BEGIN Exercise material

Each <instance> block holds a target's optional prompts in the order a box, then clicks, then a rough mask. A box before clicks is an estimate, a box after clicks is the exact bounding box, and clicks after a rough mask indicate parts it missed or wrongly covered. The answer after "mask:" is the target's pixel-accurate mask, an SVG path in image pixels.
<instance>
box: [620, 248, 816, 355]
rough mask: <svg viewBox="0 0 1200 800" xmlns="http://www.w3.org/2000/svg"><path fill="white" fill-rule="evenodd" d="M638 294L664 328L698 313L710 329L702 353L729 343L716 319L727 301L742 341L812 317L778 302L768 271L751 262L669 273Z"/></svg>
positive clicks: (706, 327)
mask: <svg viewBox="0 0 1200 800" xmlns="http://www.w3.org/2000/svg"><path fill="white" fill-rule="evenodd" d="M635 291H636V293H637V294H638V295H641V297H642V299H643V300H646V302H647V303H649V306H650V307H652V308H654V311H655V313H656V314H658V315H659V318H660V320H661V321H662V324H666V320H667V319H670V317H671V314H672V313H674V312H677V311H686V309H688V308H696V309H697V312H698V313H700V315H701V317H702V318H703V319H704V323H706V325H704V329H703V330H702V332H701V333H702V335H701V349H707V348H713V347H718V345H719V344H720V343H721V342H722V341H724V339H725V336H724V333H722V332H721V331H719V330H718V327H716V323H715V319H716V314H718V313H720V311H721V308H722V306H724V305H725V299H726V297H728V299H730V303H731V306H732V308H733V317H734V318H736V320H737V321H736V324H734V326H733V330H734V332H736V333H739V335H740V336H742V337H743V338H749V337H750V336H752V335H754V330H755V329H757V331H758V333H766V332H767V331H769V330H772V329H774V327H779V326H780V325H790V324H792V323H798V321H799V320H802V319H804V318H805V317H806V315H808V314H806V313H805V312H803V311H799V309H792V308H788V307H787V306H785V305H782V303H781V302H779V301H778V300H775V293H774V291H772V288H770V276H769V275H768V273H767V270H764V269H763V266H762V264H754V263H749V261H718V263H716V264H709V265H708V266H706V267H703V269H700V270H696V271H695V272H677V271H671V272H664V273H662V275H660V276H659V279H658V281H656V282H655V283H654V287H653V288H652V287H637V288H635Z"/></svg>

END Exercise material

Your instructions | Write out word for word only the lines from the start of the entries down to the line with "box: [620, 248, 816, 355]", please, including both ends.

Output below |
Each <instance> block holds a target's optional prompts in the order a box, then clicks, then a rough mask. A box before clicks is an estimate, a box after clicks is the exact bounding box, and clicks after a rough mask indicate parts it missed or wrongly covered. The answer after "mask:" is the target's pixel-accurate mask, an SVG path in image pixels.
<instance>
box: [620, 248, 816, 355]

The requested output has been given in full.